▶ **Задания для выполнения**
**1)** Воспроизведите без изменений фрагмент текста о М. Дунаеве: всё, начиная со слов «Многое связывало Дунаева» и вниз до слов «и запоминались надолго.» включительно.
**2)** В одном–трех предложениях объясните, опираясь на текст о М. Дунаеве, почему Михаил Михайлович всегда держался особняком.

▶ **Исходный текст**

┌────────

Дунаев был человеком русского самосознания и верил в духовные силы России:
«Назначение России – нести в себе удерживающее начало и противостоять тайне беззакония. Ибо в том решаются судьбы мира. Вот коренные положения, по которым должно осуществляться и наше осмысление искусства, литературы в частности. Сколько бы ни твердили нынешние либеральные теории, что искусство осуществляется вне какой бы то ни было борьбы, над этой борьбой, – истина в том, что искусство активно действует в пространстве этой борьбы. И здесь оно или на стороне Удерживающего, или на стороне апостасии. “Кто не со Мною, тот против Меня” (Мф. 12: 30). Третьего не дано».
Многое связывало Дунаева с городом на Неве: он окончил аспирантуру Пушкинского Дома, а с конца 1990-х годов стал постоянным участником конференций «Православие и русская культура», проводившихся в нашем институте; в интерьерах литературного музея ИРЛИ он проводил съемки своих фильмов. Встречаясь в Москве и в Питере, мы часто вели беседы о насущных проблемах, я ценил трезвомыслие и точность его оценок. Дунаева нельзя было «раскачать» ни на какие светские, легкомысленные темы. Но его суждения по вопросам общекультурным, литературным, богословским, церковным были глубоки и запоминались надолго.
Михаил Михайлович не был человеком светским, не любил больших компаний, всегда держался особняком. Такая замкнутость была следствием внутренней высокой духовной планки, которую он поддерживал. Этот аскетизм проявлялся и внешне: в скромности одежды, неприхотливом одиноком быте.
М. Дунаев запомнился мне как человек благодушный и ироничный, смиренный и полный внутреннего покоя; на окружающее смотрел он мудро и неосудительно. С легкой улыбкой рассказывал о неблаговидных вещах, в том числе и по отношению к нему. Он часто хвалил людей, а это редкая черта в нашем полном розни мире.
Как у всякого крупного таланта, был у него круг недоброжелателей. Понятно, что либерально-атеистическое крыло филологов не жаловало православный подход к литературе. Но куда больнее и язвительнее были выпады со стороны собратьев и коллег, которых можно определить как «околоправославных». Дунаев зорко видел опасность духовных подмен и вел борьбу с такими расцветшими в культуре явлениями, как «христианство без Христа» и «православие без берегов». С теми, для кого догматика Церкви была пустым звуком, кто полноту евангельской истины подменял «народной верой», кто кощунственно зачислял в «православные» скопом всех литераторов, вплоть до Высоцкого. Их подчас глумливые нападки Дунаев тяжело переживал, но не опускался до площадных разборок; единственный раз он ответил оппонентам в своей последней работе – «Виртуальные игры». Наряду со статьей «Третьего не дано» она стала литературным завещанием ученого.

└────────

Исходные записи:

┌────────

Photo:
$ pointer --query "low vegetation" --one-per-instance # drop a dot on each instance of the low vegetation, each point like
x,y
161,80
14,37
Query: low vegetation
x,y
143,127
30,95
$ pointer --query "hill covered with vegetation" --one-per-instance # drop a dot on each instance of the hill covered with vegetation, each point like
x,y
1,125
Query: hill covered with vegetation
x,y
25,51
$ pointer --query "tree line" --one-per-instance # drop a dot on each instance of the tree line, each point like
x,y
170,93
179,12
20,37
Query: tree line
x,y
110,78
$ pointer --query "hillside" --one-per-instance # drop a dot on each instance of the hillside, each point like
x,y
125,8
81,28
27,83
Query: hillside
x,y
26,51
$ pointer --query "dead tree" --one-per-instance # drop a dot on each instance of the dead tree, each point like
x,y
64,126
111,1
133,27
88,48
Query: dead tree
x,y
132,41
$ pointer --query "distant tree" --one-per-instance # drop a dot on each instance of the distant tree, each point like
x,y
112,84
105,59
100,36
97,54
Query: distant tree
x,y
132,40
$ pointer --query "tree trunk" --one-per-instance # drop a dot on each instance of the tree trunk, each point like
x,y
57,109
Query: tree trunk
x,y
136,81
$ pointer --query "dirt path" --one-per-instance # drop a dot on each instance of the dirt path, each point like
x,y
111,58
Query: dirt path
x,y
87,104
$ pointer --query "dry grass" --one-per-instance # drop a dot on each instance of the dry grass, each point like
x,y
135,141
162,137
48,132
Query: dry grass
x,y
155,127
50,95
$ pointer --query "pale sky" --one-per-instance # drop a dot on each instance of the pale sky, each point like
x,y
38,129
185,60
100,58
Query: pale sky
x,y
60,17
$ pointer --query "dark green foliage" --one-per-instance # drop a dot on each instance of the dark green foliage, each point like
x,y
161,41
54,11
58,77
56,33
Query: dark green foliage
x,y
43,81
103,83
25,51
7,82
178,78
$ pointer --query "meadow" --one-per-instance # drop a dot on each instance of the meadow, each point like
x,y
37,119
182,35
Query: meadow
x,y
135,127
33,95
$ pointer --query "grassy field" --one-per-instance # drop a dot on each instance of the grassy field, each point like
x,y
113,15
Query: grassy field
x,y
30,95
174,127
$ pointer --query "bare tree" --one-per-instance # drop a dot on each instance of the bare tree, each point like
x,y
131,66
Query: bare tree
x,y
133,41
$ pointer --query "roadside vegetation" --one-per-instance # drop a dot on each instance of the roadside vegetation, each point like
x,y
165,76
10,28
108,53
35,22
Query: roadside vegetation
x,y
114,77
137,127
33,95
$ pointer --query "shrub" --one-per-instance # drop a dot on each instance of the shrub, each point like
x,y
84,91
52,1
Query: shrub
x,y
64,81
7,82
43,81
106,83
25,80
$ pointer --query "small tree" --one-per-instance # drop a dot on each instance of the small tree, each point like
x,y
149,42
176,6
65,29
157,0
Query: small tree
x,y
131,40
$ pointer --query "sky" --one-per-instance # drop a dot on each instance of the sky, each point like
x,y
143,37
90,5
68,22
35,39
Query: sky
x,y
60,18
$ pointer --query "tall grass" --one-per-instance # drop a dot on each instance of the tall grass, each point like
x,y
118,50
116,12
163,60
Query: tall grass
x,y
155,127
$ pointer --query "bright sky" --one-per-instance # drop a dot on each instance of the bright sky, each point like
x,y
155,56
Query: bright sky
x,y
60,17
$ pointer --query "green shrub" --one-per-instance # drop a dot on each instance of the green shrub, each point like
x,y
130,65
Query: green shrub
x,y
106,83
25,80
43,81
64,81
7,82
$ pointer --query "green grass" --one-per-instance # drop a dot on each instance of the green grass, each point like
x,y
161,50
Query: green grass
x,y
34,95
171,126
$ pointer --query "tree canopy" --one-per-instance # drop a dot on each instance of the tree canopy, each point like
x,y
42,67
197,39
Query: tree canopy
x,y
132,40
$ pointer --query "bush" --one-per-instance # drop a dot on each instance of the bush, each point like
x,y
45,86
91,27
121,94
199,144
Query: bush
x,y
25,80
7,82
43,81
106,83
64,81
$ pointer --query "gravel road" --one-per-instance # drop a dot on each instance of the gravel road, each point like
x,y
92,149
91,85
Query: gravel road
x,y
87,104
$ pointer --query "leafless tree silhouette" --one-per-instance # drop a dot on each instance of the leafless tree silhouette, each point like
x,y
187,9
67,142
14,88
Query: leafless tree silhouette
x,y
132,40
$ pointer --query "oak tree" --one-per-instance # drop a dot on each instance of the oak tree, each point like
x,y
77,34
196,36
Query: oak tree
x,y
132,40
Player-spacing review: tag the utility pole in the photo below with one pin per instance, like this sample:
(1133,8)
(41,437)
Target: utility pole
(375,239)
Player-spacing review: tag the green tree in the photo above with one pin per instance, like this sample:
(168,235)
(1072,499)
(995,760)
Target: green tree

└────────

▶ **Ваши ответы**
**1)**
Многое связывало Дунаева с городом на Неве: он окончил аспирантуру Пушкинского Дома, а с конца 1990-х годов стал постоянным участником конференций «Православие и русская культура», проводившихся в нашем институте; в интерьерах литературного музея ИРЛИ он проводил съемки своих фильмов. Встречаясь в Москве и в Питере, мы часто вели беседы о насущных проблемах, я ценил трезвомыслие и точность его оценок. Дунаева нельзя было «раскачать» ни на какие светские, легкомысленные темы. Но его суждения по вопросам общекультурным, литературным, богословским, церковным были глубоки и запоминались надолго.

**2)** Его замкнутость была следствием внутренней высокой духовной планки, которую он поддерживал. Этот аскетизм проявлялся и внешне: в скромности одежды и неприхотливом одиноком быте.